Data extract:
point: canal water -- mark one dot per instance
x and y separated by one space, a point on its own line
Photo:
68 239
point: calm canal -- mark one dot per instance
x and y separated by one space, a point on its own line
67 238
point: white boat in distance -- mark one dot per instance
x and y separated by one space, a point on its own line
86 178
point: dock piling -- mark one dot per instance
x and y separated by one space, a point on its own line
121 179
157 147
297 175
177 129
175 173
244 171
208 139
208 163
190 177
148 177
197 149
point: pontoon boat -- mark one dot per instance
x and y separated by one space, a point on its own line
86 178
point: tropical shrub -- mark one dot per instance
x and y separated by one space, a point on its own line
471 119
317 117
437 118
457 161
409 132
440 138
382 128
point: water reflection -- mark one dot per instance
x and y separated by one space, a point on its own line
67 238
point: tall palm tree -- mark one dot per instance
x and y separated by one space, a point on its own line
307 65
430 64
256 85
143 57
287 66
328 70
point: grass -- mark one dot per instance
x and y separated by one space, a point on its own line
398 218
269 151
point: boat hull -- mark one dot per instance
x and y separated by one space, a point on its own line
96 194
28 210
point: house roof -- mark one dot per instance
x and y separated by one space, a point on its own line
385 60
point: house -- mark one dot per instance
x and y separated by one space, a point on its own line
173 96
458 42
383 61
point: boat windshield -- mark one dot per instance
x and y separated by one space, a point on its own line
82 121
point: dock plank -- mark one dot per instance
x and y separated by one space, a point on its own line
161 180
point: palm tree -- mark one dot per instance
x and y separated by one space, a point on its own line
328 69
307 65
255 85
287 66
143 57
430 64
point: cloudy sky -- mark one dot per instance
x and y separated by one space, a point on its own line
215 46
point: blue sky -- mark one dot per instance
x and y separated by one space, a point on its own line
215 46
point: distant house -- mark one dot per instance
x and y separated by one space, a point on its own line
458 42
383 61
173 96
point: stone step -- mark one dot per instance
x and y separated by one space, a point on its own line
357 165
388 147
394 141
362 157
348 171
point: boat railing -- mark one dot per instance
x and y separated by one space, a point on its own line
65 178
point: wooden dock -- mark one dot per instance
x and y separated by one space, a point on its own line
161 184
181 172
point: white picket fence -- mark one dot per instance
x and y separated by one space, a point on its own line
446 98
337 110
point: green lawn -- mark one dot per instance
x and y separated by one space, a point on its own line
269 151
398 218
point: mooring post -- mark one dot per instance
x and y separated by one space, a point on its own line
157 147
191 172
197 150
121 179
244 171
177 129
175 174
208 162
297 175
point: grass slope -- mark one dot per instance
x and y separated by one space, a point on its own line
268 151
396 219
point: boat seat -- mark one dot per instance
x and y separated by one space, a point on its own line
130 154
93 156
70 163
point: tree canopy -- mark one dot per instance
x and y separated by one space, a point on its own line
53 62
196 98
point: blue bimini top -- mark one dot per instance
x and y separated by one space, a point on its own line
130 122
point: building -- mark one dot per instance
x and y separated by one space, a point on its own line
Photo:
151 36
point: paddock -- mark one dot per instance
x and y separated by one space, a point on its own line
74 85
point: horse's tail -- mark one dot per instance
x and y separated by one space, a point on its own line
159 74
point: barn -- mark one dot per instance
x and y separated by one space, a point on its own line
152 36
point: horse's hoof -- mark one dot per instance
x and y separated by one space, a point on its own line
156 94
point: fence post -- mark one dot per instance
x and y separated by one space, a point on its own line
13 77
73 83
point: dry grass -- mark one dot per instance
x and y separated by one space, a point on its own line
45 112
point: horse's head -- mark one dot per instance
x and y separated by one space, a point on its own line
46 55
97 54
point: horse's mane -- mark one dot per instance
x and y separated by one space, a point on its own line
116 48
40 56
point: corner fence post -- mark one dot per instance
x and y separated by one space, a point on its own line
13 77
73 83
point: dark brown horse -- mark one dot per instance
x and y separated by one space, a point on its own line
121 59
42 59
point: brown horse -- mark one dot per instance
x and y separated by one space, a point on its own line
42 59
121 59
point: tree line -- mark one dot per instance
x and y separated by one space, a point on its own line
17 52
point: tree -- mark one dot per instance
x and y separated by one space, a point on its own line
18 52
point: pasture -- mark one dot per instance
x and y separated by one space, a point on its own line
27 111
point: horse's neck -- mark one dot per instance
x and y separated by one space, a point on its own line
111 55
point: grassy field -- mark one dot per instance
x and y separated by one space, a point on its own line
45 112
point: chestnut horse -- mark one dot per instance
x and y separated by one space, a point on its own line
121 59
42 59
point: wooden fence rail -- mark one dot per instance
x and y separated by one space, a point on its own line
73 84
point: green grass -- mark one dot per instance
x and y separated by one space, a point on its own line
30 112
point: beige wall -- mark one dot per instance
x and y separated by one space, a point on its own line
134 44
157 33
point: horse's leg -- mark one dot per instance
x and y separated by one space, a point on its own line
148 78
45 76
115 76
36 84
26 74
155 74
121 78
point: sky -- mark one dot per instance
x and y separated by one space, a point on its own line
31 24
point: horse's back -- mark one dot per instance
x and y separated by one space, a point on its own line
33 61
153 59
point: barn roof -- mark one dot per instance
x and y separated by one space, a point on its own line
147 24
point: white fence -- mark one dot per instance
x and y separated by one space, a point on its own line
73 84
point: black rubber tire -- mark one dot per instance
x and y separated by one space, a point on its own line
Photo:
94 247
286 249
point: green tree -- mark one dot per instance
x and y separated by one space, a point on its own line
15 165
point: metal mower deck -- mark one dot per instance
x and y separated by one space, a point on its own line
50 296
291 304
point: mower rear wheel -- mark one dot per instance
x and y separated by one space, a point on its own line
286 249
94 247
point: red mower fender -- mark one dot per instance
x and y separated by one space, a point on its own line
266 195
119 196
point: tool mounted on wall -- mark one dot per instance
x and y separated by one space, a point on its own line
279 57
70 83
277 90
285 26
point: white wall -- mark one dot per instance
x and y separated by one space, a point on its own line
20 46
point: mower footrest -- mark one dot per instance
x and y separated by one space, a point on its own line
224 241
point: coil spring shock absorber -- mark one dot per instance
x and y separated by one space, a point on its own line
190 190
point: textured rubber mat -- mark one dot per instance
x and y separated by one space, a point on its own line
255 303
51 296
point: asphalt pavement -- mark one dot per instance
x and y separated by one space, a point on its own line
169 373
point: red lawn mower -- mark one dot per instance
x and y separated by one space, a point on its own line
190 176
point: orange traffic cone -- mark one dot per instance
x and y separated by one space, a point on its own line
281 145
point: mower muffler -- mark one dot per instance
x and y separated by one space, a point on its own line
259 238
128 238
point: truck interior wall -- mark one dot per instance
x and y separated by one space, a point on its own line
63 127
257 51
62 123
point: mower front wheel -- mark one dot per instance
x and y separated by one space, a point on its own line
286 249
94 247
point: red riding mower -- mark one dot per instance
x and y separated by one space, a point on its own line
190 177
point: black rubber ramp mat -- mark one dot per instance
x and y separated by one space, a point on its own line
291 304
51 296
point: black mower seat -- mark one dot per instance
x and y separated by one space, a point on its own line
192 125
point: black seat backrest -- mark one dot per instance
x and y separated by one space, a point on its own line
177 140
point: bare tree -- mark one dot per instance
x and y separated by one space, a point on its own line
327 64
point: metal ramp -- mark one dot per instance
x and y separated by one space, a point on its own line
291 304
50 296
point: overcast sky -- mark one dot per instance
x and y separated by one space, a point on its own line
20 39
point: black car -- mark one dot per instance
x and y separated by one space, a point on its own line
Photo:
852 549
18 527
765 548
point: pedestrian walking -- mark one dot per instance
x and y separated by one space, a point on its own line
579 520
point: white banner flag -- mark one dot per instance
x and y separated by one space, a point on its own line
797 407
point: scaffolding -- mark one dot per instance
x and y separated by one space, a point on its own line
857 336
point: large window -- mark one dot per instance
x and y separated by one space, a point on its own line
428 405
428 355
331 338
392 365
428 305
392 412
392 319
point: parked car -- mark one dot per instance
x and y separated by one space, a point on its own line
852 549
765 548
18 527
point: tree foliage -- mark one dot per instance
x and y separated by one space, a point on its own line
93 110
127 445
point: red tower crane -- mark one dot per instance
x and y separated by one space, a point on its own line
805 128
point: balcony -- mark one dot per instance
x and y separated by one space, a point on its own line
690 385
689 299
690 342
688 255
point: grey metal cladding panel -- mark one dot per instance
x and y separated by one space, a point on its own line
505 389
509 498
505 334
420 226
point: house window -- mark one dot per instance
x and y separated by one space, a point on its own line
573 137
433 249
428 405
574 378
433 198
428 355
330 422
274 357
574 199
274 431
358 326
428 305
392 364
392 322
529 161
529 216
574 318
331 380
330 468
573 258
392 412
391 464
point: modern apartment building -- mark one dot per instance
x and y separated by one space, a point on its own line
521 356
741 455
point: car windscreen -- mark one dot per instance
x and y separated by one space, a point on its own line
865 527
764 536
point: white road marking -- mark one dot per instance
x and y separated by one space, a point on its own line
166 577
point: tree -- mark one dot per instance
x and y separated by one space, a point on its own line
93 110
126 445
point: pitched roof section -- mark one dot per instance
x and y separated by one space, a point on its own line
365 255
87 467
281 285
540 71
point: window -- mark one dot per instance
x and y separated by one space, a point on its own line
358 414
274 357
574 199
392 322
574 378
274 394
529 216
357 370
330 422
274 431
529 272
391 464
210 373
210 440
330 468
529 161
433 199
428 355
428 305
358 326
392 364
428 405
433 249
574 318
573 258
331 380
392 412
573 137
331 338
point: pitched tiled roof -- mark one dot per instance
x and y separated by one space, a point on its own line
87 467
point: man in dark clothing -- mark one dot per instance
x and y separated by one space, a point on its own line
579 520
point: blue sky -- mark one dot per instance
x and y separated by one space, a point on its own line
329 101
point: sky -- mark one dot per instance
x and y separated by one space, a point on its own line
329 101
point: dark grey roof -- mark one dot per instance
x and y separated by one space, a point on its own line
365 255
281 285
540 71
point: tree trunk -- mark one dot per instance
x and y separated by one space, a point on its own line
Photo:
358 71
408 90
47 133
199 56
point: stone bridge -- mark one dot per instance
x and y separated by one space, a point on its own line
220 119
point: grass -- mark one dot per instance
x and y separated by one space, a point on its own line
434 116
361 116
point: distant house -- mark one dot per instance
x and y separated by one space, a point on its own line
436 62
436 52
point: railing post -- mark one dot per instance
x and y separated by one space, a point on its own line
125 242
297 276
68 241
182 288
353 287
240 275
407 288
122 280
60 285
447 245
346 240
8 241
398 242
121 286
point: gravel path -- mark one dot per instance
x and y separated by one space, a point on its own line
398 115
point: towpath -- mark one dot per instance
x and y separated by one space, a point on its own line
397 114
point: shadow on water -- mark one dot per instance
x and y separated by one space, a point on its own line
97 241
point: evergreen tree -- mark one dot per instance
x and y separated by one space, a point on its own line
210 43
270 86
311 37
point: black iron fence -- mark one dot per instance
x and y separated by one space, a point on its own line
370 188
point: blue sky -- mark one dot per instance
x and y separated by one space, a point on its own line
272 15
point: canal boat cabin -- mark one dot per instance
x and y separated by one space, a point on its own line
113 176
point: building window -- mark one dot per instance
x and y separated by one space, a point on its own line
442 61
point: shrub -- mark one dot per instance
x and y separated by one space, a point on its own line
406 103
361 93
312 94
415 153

Task instructions: Find the line that contains "point: railing post". Repeat it and every line after it, exactly as written, up to and including the last line of the records above.

Response to the exercise:
point: railing post -- mark one dot per instance
x and y separated by one space, a point on its own line
125 242
297 276
68 241
182 288
353 287
240 275
407 288
122 280
60 285
447 245
346 240
8 241
398 242
121 286
point: gravel path -- mark one dot per instance
x and y separated by one space, a point on its own line
398 115
point: towpath -- mark one dot per instance
x and y separated by one space, a point on its own line
397 114
point: shadow on water -- mark one dot per instance
x and y separated by one space, a point on its own line
97 241
point: evergreen tree -- mark one dot per instance
x and y separated by one space, a point on its own line
210 43
270 86
311 37
point: black iron fence -- mark one dot per instance
x and y separated by one space, a point on its own line
370 188
point: blue sky -- mark one dot per instance
x and y separated by one space, a point on its own line
272 15
point: canal boat cabin -- mark one dot per instance
x and y separated by one space, a point on its own line
113 176
point: building window -- mark one dot per instance
x and y separated by one space, a point on its own line
442 61
point: shrub -- mark one dot per instance
x and y separated by one space, a point on its own line
406 103
361 93
312 94
415 153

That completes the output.